> [TASK BRIEF] Looking at the listing, state how many of its lines contain the string "below". Write only the number.
(Beginning of SUPPLIED MATERIAL)
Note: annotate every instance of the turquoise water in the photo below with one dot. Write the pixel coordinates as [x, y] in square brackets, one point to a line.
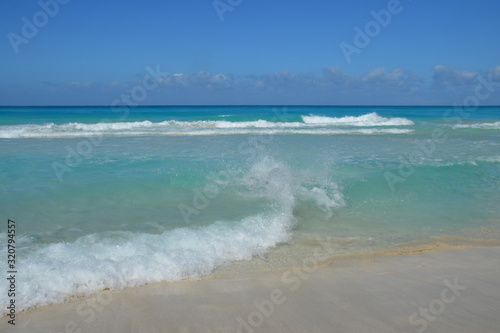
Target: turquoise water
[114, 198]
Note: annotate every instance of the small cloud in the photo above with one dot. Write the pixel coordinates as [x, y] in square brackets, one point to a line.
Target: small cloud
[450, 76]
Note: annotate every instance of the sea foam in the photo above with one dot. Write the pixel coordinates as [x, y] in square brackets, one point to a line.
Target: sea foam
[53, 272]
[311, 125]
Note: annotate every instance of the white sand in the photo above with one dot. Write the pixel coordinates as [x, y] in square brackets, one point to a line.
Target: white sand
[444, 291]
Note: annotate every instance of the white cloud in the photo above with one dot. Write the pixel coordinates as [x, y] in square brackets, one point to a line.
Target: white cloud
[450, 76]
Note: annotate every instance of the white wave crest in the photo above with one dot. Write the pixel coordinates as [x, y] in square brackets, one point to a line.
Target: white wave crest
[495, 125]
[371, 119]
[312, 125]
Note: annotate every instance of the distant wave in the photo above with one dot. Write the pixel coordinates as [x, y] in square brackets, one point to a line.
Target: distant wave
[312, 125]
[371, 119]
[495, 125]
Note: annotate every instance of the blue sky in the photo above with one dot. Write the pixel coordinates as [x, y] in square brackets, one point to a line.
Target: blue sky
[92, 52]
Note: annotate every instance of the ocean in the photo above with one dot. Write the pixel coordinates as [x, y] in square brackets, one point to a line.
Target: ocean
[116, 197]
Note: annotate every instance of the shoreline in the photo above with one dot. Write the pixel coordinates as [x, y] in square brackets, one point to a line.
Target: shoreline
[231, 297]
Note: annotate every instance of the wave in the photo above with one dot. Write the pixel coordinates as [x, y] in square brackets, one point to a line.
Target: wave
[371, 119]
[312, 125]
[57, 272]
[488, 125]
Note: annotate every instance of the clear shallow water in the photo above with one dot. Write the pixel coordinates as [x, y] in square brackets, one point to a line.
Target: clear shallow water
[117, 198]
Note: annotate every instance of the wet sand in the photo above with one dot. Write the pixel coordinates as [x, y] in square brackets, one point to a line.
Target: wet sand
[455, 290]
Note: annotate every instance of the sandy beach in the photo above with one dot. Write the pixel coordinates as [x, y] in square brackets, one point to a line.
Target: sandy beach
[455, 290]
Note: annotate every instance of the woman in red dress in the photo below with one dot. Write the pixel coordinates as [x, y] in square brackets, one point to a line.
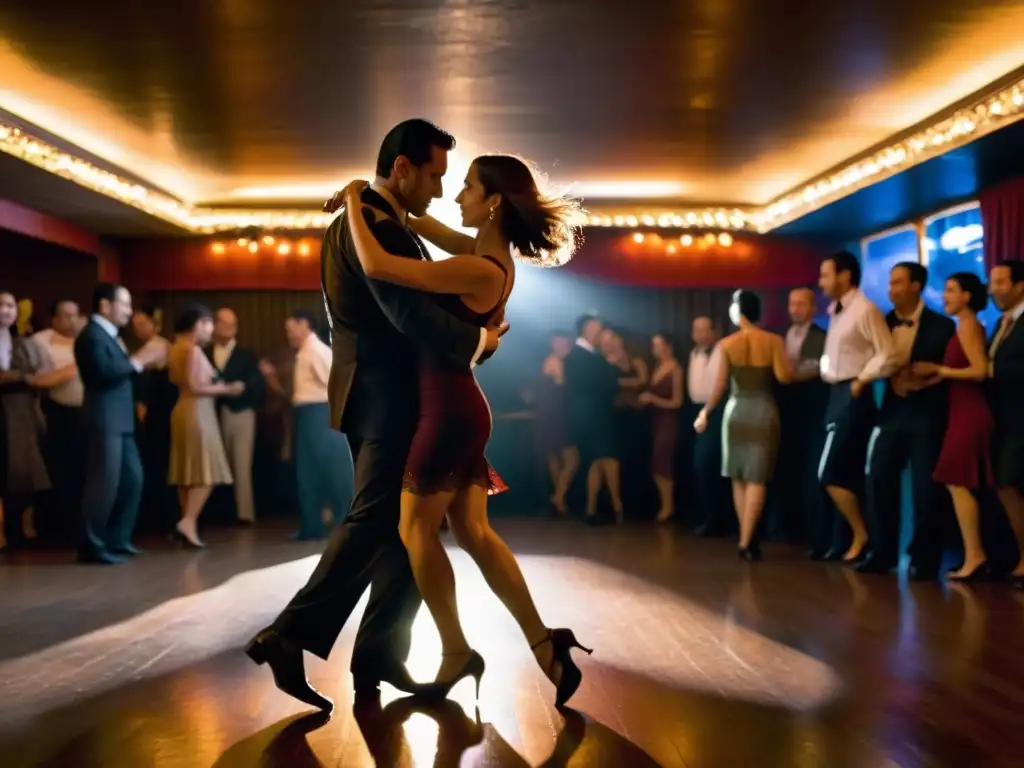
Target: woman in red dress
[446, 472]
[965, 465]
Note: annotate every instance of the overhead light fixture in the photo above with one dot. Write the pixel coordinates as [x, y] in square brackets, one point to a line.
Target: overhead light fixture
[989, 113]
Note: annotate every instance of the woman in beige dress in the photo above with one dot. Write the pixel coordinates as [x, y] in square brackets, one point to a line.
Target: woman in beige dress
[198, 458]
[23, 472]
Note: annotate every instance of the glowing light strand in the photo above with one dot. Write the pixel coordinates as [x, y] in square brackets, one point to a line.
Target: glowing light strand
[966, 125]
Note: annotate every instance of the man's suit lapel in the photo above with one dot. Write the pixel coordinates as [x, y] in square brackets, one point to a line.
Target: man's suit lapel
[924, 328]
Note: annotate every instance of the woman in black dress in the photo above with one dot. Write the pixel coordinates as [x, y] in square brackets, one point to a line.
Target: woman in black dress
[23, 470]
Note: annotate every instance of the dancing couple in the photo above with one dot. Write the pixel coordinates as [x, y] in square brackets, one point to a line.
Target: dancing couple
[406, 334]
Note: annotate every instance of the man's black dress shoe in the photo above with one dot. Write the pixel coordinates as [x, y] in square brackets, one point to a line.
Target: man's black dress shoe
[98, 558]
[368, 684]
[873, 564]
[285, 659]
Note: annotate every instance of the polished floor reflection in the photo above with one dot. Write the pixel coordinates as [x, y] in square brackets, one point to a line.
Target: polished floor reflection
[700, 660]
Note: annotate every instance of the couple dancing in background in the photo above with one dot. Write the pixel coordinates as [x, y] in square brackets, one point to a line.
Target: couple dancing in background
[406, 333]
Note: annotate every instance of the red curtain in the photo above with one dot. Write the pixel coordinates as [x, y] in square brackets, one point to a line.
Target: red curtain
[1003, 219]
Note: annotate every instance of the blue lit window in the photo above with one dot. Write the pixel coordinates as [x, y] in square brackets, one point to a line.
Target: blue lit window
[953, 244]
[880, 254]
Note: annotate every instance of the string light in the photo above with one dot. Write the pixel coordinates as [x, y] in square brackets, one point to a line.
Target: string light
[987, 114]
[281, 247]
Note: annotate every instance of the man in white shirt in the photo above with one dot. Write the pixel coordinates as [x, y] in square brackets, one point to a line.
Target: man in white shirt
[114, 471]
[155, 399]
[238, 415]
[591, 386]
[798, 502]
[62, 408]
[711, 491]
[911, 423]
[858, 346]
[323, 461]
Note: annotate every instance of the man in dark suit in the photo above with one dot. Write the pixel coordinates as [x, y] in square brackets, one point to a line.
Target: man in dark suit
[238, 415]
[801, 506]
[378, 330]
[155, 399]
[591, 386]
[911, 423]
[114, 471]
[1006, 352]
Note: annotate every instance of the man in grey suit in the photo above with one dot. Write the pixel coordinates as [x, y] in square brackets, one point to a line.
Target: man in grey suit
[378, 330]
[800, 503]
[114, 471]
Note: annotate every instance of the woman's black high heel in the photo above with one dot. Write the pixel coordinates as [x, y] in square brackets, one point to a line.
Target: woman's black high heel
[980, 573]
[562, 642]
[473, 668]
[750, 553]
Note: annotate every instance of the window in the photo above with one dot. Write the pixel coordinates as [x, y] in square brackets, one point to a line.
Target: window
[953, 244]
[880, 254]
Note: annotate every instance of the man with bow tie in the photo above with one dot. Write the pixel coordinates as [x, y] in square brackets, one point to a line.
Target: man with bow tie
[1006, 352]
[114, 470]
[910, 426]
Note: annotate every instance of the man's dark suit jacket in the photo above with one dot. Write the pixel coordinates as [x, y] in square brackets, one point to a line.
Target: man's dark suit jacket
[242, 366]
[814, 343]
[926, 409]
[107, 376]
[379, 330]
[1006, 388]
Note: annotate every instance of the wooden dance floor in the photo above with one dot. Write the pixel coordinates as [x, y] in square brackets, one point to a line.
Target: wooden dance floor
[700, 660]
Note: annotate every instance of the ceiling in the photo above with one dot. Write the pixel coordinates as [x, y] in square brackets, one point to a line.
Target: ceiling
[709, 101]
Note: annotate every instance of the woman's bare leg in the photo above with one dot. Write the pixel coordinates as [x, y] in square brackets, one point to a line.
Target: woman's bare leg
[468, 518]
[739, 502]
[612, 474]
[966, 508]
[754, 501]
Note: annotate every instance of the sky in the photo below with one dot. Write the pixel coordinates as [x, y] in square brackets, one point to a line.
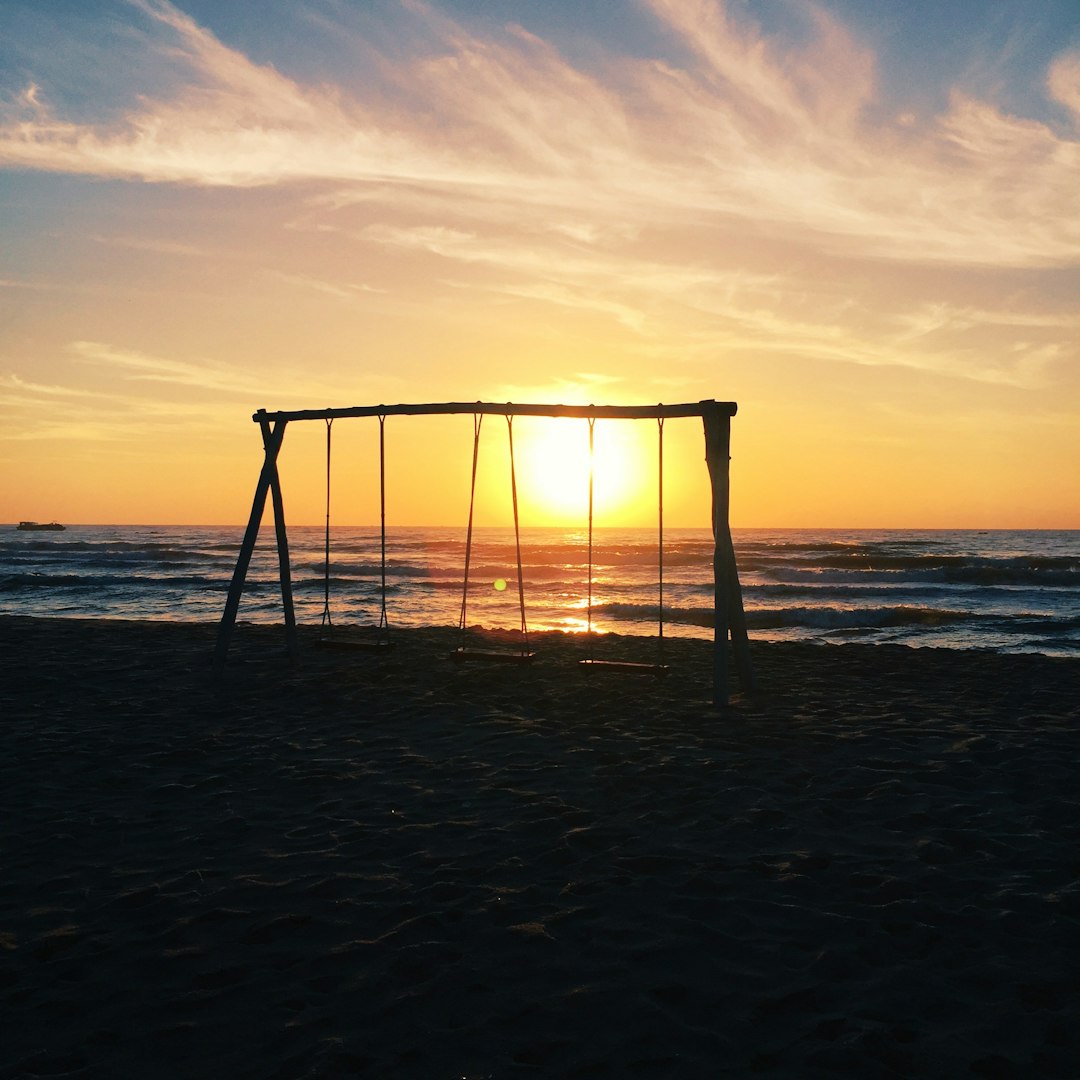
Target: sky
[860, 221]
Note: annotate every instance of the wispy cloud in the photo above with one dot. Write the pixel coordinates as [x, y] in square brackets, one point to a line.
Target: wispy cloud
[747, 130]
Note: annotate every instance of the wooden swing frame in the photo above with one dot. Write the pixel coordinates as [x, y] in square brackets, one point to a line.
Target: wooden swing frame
(End of SUPPLIED MATERIAL)
> [YOUR RESPONSE] 3